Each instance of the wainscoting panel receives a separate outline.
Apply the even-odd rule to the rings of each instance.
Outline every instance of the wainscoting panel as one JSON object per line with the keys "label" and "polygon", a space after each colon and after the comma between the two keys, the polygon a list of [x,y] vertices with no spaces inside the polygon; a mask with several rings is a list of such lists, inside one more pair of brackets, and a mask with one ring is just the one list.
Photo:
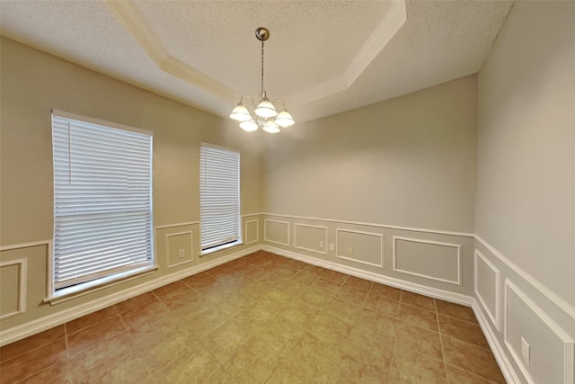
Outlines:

=-=-=

> **Exercise task**
Put each line of the listing above into a Markdown table with the columns "No." and "Text", skipping blank lines and leaving the pictures out.

> **The completed task**
| No. | Text |
|---|---|
| 1 | Each instance of the wainscoting panel receives a separate outline. |
| 2 | Apply the even-odd rule to the rings of each instance. |
| 3 | Outline every instance of the wainscoting panel as one JSON object per line with the keys "label" and "polygon", a space after each colon and after the comma between the two keys, the polygon a list of [x,y] vertices with no spaces inside the polygon; a mask with several rings is a list of such lists, inside one more pair of brackets, and a mask with one ring is just the one list. |
| 4 | Photo: |
| 5 | Outlines: |